===== Data for this exercise

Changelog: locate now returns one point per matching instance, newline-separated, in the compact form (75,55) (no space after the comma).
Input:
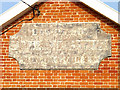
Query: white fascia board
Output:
(103,9)
(15,10)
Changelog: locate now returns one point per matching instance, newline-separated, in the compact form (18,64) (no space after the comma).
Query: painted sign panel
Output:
(60,46)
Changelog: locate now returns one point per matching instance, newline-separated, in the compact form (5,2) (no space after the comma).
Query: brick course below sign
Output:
(60,46)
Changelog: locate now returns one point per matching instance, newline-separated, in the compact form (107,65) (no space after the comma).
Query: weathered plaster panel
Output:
(60,46)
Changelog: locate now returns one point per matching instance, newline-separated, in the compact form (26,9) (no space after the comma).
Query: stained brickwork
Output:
(105,77)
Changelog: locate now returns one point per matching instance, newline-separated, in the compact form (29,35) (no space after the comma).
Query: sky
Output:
(6,4)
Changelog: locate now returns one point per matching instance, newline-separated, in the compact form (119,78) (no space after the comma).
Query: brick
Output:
(107,72)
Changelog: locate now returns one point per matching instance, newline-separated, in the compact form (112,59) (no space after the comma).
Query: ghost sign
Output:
(60,46)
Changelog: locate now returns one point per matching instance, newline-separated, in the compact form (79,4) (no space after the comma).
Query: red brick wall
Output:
(105,77)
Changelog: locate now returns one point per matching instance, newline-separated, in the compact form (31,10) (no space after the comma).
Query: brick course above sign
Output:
(60,46)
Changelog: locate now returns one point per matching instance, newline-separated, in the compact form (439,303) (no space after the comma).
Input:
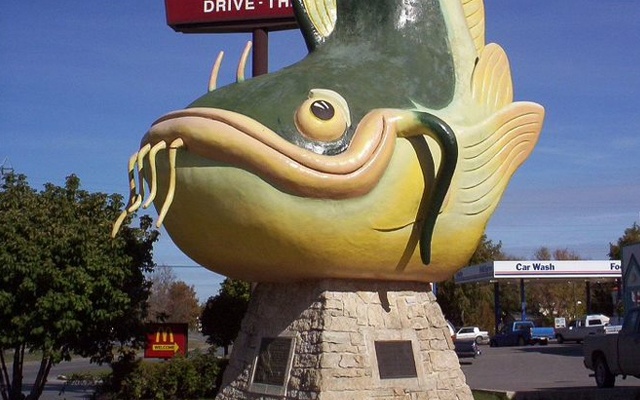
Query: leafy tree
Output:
(549,299)
(631,236)
(471,303)
(66,287)
(172,300)
(223,313)
(603,292)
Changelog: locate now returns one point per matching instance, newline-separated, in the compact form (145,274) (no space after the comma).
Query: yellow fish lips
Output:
(237,140)
(250,205)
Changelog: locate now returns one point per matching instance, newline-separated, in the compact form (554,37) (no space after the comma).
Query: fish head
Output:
(340,166)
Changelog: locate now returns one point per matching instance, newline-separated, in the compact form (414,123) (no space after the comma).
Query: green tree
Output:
(631,235)
(602,293)
(223,313)
(66,287)
(471,303)
(172,300)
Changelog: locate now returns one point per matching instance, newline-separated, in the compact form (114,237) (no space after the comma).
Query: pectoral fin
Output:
(487,162)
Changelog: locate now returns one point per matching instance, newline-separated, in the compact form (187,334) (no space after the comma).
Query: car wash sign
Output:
(201,16)
(557,269)
(166,340)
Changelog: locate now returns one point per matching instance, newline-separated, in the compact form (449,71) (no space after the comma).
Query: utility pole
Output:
(6,168)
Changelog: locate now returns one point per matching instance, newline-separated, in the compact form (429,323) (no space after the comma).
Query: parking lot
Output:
(551,368)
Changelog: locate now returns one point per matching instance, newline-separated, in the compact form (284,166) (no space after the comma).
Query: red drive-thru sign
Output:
(203,16)
(166,340)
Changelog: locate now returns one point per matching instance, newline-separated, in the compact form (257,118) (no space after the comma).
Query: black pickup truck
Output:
(609,355)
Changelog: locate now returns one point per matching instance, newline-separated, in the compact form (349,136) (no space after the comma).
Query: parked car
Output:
(578,330)
(521,333)
(463,348)
(614,354)
(472,333)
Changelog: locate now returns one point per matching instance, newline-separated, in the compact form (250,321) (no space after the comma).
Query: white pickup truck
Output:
(578,330)
(472,333)
(615,354)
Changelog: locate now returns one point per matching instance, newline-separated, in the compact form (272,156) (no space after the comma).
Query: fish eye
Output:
(323,117)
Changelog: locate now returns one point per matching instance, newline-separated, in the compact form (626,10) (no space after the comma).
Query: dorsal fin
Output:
(474,13)
(491,85)
(316,18)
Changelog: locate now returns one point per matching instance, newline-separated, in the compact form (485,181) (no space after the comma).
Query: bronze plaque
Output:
(395,359)
(273,361)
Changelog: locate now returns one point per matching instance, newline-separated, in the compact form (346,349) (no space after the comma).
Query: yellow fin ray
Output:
(474,14)
(491,85)
(487,162)
(322,14)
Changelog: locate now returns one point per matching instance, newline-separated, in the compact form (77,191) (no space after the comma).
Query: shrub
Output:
(194,377)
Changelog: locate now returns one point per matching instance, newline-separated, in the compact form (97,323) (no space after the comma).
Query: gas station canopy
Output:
(491,272)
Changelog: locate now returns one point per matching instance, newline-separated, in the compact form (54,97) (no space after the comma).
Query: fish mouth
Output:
(237,140)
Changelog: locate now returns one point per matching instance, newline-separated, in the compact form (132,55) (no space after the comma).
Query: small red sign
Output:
(229,15)
(166,340)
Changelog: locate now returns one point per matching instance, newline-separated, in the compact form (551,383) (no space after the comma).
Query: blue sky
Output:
(81,81)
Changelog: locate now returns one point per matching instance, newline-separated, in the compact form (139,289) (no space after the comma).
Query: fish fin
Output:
(487,162)
(316,18)
(474,14)
(491,85)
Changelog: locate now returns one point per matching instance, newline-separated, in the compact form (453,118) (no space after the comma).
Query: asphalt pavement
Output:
(546,372)
(536,372)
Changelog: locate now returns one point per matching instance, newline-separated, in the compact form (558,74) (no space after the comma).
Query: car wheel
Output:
(604,377)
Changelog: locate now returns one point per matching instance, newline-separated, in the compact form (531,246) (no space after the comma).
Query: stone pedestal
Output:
(338,339)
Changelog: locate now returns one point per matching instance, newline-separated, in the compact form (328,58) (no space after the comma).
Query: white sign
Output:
(558,269)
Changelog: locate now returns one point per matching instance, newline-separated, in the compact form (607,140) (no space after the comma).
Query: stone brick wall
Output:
(335,325)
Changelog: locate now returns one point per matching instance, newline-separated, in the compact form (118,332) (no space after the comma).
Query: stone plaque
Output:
(395,359)
(273,361)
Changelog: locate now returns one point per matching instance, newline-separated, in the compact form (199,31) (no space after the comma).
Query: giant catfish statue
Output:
(381,155)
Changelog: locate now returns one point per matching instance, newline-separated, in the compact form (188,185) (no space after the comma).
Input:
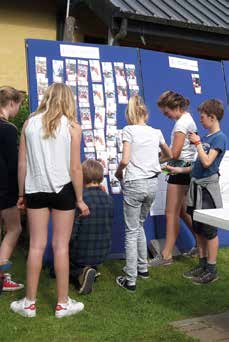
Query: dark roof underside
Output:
(210,15)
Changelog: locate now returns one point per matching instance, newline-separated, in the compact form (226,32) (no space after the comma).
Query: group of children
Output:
(51,177)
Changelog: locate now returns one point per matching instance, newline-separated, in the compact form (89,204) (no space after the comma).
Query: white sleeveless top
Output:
(48,160)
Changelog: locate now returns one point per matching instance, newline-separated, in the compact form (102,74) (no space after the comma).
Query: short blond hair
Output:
(136,110)
(92,172)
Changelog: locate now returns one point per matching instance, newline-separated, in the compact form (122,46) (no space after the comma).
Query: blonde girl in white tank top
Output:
(49,158)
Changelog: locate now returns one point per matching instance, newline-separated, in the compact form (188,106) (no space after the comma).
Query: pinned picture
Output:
(95,71)
(82,72)
(89,155)
(107,72)
(88,138)
(101,157)
(99,139)
(122,94)
(111,133)
(70,65)
(130,74)
(114,183)
(41,67)
(58,71)
(98,95)
(196,83)
(85,118)
(83,96)
(120,74)
(99,117)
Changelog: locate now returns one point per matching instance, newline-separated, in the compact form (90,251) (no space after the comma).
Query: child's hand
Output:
(83,208)
(173,170)
(193,137)
(119,175)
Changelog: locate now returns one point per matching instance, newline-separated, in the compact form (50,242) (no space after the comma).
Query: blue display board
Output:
(153,73)
(198,80)
(55,51)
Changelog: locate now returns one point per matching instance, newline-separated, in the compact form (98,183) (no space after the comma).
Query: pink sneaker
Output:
(24,307)
(70,308)
(9,284)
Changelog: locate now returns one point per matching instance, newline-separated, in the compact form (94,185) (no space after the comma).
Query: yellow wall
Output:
(16,24)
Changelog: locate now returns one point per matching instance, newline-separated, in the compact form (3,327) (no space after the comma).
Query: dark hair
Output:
(173,100)
(92,172)
(212,107)
(8,94)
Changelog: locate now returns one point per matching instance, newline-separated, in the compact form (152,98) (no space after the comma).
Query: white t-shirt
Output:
(144,155)
(185,124)
(48,160)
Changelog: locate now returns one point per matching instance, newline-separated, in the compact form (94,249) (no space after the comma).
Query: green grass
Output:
(111,313)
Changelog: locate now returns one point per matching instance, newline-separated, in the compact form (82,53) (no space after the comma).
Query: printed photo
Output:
(58,71)
(88,138)
(95,71)
(82,72)
(130,74)
(98,95)
(85,118)
(83,96)
(99,139)
(70,65)
(111,133)
(41,66)
(120,74)
(122,94)
(99,117)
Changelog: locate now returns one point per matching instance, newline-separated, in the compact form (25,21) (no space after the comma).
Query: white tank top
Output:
(48,160)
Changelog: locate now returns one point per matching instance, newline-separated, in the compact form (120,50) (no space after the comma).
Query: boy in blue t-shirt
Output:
(204,191)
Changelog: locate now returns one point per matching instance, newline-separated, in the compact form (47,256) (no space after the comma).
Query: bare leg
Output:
(38,228)
(62,228)
(12,223)
(174,201)
(212,246)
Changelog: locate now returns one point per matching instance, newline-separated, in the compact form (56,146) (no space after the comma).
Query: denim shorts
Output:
(63,200)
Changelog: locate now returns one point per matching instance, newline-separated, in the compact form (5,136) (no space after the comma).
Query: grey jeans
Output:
(138,198)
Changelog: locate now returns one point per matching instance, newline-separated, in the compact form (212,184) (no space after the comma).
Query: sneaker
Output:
(86,280)
(205,278)
(143,275)
(67,309)
(194,272)
(9,284)
(123,282)
(24,308)
(159,261)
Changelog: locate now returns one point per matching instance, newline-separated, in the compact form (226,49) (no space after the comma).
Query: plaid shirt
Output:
(91,236)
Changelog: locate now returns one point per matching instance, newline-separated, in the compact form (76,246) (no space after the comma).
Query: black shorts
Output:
(63,200)
(207,231)
(180,178)
(8,200)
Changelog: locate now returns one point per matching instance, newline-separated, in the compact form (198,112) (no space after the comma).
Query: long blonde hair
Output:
(136,110)
(58,100)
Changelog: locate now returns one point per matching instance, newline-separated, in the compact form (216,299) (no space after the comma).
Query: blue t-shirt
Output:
(216,141)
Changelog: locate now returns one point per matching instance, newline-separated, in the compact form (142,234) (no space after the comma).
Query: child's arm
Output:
(178,169)
(166,153)
(205,159)
(125,160)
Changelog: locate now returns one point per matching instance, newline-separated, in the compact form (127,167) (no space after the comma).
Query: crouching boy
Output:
(91,236)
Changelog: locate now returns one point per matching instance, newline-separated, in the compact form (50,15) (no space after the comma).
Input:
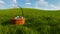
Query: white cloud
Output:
(14,1)
(43,2)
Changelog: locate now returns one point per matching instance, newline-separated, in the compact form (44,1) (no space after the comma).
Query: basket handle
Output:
(22,14)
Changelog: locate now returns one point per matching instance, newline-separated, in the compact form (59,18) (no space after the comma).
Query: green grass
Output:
(37,21)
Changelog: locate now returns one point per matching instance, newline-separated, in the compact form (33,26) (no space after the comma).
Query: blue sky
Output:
(39,4)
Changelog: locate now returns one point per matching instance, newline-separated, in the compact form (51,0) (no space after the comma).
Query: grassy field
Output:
(37,21)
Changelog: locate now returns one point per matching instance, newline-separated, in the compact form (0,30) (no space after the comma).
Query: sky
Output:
(39,4)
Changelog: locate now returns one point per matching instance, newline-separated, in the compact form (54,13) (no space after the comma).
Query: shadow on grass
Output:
(8,22)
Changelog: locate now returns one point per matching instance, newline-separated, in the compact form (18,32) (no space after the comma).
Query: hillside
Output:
(37,21)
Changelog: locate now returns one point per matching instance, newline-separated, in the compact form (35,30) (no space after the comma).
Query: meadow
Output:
(37,21)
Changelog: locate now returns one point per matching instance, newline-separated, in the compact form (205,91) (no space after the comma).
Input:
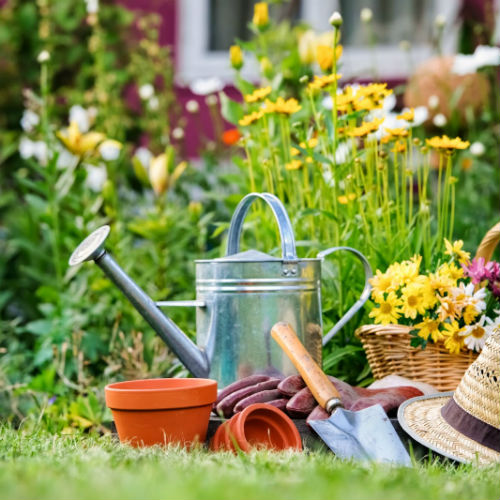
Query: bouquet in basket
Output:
(455,305)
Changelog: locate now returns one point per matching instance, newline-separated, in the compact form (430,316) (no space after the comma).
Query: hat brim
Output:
(421,418)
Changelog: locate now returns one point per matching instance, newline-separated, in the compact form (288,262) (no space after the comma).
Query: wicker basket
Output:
(389,351)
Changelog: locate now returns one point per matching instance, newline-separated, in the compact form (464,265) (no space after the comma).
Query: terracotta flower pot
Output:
(258,425)
(161,411)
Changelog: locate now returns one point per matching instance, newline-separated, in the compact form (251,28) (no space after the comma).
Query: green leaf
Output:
(40,326)
(230,110)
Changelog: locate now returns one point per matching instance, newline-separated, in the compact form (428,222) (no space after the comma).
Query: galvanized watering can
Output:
(239,298)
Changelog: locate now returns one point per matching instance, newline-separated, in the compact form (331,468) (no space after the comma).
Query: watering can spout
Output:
(194,359)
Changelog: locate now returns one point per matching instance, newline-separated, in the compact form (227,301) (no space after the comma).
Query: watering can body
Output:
(239,297)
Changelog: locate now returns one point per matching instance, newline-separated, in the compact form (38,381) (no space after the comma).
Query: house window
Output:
(207,28)
(229,20)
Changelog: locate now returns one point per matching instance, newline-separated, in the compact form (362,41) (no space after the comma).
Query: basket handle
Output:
(489,243)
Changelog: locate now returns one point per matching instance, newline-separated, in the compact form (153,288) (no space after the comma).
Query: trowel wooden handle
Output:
(323,390)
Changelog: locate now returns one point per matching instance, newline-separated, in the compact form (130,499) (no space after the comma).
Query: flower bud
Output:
(266,67)
(366,15)
(236,57)
(192,106)
(336,20)
(261,15)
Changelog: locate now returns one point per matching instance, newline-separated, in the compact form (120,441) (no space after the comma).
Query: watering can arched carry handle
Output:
(365,294)
(285,226)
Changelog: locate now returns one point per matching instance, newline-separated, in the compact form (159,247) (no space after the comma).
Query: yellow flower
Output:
(287,107)
(321,82)
(250,118)
(429,327)
(453,340)
(258,94)
(409,115)
(293,165)
(445,142)
(413,300)
(451,271)
(159,171)
(345,100)
(382,283)
(236,56)
(261,14)
(397,132)
(324,56)
(266,67)
(408,271)
(311,143)
(450,307)
(388,310)
(77,143)
(344,200)
(455,250)
(307,47)
(365,128)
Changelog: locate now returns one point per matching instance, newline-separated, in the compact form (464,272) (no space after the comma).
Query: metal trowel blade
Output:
(362,435)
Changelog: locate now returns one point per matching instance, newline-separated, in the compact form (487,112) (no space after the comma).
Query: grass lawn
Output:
(45,466)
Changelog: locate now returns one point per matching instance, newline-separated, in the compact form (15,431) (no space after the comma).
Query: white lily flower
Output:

==========

Stated exercise: Starting at the line that contains "(487,112) (no space after the comma)." and ending after the last line, turn those lines into a Markdown table with the columns "Number" and "Line", leaving out any blank lines.

Output for this exercise:
| Number | Line |
|---|---|
| 1 | Changelog: locate now returns one point per matching instance, newline-separated, in the compact form (487,112) (no space after the comma). |
| 2 | Query: grass lawn |
| 3 | Output: |
| 4 | (45,466) |
| 5 | Changelog: locate now returns one point per matching instance, newline-separated, in the compact form (15,431) (no space after the comma). |
| 6 | Query: white lily flower |
| 7 | Output: |